[Region labeling records]
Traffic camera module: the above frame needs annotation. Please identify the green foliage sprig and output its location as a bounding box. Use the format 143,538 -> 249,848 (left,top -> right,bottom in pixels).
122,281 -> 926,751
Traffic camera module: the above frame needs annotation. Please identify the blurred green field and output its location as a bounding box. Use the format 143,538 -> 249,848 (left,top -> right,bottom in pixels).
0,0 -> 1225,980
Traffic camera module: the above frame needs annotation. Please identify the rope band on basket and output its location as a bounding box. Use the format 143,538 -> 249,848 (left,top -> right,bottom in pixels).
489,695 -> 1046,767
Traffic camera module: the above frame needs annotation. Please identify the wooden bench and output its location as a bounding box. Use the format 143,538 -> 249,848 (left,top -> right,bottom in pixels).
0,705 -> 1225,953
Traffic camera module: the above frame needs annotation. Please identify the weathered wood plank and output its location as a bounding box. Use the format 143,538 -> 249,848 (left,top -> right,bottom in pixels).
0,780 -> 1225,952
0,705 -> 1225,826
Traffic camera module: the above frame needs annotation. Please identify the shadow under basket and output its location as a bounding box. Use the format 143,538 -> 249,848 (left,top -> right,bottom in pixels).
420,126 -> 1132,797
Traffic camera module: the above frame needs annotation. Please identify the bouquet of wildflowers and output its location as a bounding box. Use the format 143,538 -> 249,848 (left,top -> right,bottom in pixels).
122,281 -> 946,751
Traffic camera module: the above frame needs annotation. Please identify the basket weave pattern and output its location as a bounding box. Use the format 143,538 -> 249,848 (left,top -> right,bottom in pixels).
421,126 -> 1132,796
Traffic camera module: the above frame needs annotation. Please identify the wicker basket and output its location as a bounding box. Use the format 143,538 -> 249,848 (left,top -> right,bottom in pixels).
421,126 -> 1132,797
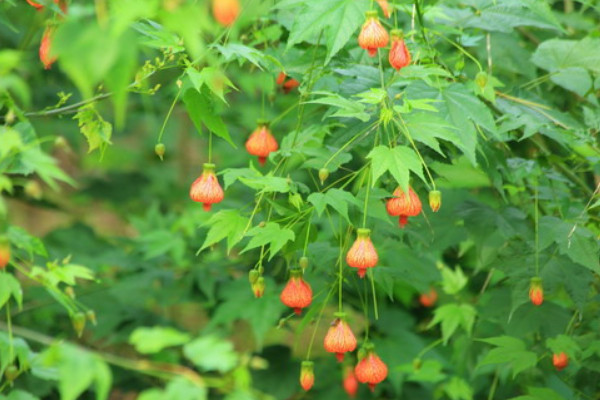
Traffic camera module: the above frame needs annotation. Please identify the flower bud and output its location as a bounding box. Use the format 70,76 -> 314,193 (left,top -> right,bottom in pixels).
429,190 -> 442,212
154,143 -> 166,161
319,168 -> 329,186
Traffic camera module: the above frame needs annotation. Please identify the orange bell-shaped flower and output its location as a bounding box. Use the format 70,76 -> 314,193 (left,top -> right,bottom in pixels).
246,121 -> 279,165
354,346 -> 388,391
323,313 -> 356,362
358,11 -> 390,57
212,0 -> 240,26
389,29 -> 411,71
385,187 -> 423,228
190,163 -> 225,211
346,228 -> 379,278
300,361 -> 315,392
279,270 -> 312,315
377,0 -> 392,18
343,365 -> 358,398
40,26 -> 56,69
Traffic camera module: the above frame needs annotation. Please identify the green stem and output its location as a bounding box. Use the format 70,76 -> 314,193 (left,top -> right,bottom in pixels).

Objective: Which lines above contain the word "bench"? Pull out each of them in full.

Response:
Traffic camera module: the above frame needs annotation. Please identify the wooden bench and output its location as a bounding box. Use the format 143,538 -> 249,848 (left,top -> right,bottom in pixels).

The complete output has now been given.